**Extract to read**

***

Material vs. immaterial resonance in spreading social change: the issue of speed

1.

The current wave of revolutionary insurrections seems to be the fastest in history. Revolutions always come in waves, but insurgent shockwaves that once expanded across continents over years or months are now making states crumble, one after another, in a matter of weeks. As the revolutions in Tunisia and Egypt are rapidly followed by widespread rebellions in Libya, Bahrain, Yemen, and now Oman, it is clear that these are not just events but nodes of acceleration, which shoot out high-speed resonances in all directions and make millions of bodies fight oppression in myriad places at the same time. This political whirlwind is a distance-dissolving machine.

2.

The emancipatory potential of the internet does not mean that Facebook, Google, and Twitter are the main weapons of the 21st century democratic rebellions, as the media often simplistically claims. These are important channels, crucial at points, for the dissemination of resonances produced in the streets by bodies that for the most part do not tweet. The main weapon of democratic, non-violent rebellions still is, and will always be, bodies in the streets producing resonance. And the trends of global unrest that preceded Egypt seem to indicate we are entering a wave of transcontinental anti-elite resonances that are encountering receptive bodies across disparate geographies. This wave began in Europe in 2010, is spreading like wildfire into North Africa and the Middle-East, and is now ricocheting back into Europe.

The following is from a long and rather difficult essay on ‘resonance’, i.e. how people are being affected by dreams of change which they see occuring elswhere, and are then willing to put their own lives at state to effect similar change in their own locale. For the author, resonance is NOT a metaphor, but a real physical process. In the second excerpt, the author offers a comparative case study of the different effects of resonance in Egypt vs. Lybia.

***

**Data lines**
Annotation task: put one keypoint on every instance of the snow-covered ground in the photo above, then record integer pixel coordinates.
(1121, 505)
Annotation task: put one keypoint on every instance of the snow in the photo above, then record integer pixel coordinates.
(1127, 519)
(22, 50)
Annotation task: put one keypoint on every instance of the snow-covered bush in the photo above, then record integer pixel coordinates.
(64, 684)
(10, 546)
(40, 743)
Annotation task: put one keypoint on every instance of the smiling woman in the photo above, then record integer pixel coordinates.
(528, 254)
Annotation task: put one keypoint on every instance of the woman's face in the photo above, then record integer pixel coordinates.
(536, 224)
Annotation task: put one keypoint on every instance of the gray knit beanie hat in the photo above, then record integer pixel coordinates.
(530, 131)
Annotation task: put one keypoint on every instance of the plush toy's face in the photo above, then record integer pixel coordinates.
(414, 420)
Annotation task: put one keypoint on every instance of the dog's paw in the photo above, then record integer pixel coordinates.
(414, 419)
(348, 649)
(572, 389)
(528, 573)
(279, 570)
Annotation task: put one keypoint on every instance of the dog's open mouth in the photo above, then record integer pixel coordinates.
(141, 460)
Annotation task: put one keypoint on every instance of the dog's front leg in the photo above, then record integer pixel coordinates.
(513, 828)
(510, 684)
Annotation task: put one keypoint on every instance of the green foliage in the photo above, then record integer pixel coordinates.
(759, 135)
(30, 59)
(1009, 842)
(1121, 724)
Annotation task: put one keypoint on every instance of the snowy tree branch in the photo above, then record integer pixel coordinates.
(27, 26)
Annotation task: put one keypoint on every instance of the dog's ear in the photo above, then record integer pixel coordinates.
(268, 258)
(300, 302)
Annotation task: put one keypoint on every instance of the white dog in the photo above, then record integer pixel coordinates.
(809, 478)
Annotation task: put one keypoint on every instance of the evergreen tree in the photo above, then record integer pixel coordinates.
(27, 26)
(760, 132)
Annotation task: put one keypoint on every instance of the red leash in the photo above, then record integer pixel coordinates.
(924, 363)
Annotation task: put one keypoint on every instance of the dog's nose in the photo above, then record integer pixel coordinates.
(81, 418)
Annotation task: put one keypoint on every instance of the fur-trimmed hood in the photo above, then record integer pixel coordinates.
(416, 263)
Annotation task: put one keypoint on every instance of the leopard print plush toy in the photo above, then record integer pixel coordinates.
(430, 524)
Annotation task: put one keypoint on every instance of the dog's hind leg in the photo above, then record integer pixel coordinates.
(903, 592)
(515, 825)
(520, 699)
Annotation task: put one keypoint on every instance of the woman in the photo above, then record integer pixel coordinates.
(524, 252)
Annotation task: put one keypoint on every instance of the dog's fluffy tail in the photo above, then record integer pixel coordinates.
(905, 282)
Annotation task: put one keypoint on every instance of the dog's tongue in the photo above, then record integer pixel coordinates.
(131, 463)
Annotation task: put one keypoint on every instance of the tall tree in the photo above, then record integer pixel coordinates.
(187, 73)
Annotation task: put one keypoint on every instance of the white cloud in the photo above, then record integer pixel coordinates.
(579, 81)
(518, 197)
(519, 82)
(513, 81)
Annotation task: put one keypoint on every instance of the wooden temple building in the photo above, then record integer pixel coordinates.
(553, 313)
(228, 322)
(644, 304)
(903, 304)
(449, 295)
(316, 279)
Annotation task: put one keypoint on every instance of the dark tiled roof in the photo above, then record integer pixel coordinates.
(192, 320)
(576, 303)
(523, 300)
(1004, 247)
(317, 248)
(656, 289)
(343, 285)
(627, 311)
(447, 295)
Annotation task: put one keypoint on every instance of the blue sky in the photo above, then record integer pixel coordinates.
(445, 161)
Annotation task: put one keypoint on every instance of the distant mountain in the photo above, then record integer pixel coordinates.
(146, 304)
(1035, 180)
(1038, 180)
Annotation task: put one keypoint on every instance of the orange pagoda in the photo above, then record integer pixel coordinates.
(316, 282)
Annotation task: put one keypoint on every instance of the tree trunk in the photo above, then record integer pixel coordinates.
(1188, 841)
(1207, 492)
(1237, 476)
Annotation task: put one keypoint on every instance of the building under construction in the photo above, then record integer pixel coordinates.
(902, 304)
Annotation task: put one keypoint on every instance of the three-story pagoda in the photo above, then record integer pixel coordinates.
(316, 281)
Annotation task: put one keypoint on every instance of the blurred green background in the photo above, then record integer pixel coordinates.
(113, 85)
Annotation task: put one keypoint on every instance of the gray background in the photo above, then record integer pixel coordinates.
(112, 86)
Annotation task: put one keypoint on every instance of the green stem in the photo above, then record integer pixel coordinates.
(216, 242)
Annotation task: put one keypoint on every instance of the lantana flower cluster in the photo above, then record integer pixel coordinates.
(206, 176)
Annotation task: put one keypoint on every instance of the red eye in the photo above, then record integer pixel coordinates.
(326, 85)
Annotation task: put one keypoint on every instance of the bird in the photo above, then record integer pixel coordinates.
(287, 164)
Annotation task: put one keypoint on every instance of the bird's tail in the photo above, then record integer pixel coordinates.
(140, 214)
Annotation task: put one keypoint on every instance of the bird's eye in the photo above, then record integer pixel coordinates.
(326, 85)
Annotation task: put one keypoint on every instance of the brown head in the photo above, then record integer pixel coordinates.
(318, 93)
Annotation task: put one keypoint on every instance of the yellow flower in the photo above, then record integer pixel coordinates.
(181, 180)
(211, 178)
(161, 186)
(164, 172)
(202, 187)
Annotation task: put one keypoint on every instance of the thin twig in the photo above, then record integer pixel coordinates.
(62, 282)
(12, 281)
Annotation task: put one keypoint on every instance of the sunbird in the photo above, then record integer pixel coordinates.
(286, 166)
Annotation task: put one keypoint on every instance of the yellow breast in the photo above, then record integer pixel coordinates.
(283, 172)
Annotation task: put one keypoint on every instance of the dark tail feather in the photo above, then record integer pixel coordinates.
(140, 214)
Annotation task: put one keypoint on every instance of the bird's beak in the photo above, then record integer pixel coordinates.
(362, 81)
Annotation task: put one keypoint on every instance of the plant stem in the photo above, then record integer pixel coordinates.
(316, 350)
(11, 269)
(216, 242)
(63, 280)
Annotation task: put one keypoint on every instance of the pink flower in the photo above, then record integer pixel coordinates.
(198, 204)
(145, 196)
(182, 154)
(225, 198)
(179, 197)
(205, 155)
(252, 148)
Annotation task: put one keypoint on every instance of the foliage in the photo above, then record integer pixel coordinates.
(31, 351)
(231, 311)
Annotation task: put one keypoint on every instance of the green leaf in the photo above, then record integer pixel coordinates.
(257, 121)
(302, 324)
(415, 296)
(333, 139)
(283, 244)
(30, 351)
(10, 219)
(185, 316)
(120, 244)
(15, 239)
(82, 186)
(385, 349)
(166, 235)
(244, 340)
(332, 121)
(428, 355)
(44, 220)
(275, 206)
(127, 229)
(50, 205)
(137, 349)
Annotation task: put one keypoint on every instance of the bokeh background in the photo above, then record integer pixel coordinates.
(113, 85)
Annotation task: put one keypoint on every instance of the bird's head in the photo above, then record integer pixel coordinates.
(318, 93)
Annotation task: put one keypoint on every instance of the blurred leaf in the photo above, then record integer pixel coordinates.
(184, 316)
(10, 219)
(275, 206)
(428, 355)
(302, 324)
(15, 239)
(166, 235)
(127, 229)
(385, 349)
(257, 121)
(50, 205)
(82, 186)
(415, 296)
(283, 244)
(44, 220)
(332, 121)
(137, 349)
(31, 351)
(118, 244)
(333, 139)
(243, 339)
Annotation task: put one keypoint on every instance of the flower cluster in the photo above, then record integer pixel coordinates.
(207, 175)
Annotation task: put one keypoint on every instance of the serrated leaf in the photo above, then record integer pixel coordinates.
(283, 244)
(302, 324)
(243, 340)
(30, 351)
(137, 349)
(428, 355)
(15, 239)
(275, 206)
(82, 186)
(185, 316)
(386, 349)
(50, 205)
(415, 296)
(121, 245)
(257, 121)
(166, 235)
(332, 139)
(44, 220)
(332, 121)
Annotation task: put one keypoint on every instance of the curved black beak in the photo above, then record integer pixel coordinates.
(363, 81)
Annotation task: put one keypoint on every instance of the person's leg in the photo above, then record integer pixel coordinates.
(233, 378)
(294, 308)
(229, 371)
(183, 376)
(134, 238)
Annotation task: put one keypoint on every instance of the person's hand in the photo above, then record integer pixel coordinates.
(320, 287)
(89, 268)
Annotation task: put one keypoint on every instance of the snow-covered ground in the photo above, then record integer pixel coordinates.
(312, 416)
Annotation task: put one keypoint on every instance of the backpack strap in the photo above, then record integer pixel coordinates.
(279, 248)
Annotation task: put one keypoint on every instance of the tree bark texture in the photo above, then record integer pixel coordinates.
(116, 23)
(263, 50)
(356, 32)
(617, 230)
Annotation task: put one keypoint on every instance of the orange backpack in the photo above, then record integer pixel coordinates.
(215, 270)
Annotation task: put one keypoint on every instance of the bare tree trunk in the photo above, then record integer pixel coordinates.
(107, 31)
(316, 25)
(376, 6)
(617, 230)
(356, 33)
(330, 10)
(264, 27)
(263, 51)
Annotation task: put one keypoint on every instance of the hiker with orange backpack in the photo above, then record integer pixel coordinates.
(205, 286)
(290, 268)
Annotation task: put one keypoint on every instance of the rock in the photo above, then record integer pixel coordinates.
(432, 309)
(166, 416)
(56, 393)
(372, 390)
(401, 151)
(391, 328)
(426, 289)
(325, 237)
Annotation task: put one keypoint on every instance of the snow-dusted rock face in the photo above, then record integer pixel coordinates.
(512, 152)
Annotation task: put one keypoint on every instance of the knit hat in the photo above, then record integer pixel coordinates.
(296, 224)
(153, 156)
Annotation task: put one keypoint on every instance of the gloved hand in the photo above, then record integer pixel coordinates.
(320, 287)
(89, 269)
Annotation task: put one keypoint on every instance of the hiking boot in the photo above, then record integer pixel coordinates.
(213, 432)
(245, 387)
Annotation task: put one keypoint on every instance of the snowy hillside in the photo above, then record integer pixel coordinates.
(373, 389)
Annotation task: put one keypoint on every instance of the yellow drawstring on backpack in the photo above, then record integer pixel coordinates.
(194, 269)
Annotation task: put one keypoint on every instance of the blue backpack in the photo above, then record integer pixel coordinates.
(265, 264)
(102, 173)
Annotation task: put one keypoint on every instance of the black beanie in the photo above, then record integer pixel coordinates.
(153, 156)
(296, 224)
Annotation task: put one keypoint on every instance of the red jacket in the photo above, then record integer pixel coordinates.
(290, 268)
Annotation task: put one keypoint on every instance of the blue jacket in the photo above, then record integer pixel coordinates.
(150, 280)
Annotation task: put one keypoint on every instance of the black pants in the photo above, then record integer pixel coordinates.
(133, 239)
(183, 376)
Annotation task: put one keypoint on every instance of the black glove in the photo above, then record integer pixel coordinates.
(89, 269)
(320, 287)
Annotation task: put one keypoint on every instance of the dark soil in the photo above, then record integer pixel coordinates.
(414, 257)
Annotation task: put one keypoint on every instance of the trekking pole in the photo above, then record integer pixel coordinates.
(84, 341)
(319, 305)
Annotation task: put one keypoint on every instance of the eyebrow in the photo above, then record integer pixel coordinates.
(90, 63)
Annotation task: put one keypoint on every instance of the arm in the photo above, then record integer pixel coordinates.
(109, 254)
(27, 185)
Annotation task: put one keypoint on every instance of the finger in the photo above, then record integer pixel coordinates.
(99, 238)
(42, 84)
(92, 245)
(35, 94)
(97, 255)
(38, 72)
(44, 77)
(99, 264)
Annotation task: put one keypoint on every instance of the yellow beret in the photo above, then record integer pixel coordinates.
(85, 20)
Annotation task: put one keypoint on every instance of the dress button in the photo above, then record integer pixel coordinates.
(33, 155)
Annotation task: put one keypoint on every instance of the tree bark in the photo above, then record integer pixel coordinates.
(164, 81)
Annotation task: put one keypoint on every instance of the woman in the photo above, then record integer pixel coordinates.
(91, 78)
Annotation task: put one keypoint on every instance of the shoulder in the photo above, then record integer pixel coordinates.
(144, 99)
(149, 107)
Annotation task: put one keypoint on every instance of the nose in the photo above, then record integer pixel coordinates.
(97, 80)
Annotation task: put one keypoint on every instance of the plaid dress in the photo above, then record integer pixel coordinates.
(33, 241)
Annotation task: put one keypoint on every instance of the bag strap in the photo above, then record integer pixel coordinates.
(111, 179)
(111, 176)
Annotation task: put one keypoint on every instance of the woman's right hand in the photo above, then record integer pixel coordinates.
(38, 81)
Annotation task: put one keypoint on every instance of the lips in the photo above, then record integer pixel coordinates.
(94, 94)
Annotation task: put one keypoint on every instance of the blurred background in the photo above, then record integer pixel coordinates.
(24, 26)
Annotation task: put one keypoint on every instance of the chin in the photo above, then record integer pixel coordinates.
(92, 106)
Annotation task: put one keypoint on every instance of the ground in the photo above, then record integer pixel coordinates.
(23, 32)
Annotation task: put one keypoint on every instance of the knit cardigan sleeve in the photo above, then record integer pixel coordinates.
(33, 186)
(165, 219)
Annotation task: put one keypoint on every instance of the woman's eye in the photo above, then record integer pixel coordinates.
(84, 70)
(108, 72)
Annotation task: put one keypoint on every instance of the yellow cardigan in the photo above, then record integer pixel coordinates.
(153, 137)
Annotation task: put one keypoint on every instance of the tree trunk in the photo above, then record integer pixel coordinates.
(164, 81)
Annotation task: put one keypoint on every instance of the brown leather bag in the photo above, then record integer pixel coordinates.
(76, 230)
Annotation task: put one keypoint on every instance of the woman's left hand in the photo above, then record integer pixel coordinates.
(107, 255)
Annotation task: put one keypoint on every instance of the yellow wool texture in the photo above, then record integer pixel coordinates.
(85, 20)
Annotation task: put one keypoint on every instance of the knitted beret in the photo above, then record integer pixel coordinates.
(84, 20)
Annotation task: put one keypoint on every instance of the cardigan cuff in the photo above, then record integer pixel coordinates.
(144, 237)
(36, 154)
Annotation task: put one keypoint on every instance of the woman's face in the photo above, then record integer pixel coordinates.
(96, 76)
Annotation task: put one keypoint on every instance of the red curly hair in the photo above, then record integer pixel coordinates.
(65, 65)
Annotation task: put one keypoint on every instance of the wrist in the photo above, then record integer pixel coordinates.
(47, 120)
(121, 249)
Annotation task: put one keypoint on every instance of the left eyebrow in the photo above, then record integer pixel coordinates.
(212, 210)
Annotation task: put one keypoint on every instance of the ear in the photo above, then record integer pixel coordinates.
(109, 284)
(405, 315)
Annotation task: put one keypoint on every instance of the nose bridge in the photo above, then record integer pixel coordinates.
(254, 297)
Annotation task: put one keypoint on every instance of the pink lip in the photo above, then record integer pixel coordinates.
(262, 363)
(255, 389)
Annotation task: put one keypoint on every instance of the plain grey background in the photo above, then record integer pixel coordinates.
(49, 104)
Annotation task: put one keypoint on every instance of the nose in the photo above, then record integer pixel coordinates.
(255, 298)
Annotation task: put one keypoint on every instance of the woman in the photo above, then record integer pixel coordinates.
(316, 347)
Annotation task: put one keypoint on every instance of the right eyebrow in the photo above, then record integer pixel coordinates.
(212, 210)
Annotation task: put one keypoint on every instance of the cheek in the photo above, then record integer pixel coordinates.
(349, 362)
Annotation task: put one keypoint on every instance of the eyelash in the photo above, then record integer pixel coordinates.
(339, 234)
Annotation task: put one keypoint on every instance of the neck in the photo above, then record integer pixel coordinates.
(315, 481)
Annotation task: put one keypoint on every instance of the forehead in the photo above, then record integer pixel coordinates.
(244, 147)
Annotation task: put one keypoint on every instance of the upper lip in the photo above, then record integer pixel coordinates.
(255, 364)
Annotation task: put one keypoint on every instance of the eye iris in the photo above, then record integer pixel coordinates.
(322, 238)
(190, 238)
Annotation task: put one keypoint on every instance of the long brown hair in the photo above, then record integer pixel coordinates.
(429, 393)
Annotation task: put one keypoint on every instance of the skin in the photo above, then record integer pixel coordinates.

***

**What to work on**
1. Reproduce the passage on spreading social change word for word, from "The following is" to "Egypt vs. Lybia.".
2. In the passage on spreading social change, where and in what year did the wave of transcontinental anti-elite resonances begin?
The items have no connection to the passage on spreading social change.

**Expected answers**
1.
The following is from a long and rather difficult essay on ‘resonance’, i.e. how people are being affected by dreams of change which they see occuring elswhere, and are then willing to put their own lives at state to effect similar change in their own locale. For the author, resonance is NOT a metaphor, but a real physical process. In the second excerpt, the author offers a comparative case study of the different effects of resonance in Egypt vs. Lybia.

2. It began in Europe in 2010.